DATA LINES:
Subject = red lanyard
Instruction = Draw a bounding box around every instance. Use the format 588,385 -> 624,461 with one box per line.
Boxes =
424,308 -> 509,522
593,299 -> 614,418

STATED EXERCISE: Copy the listing above line for line, with no changes.

RESPONSE TO THE TASK:
Subject = red lanyard
Instruction = Draw a bounding box around every instance. Use the format 588,385 -> 624,461 with one box per line.
Boxes =
424,308 -> 509,522
593,299 -> 614,418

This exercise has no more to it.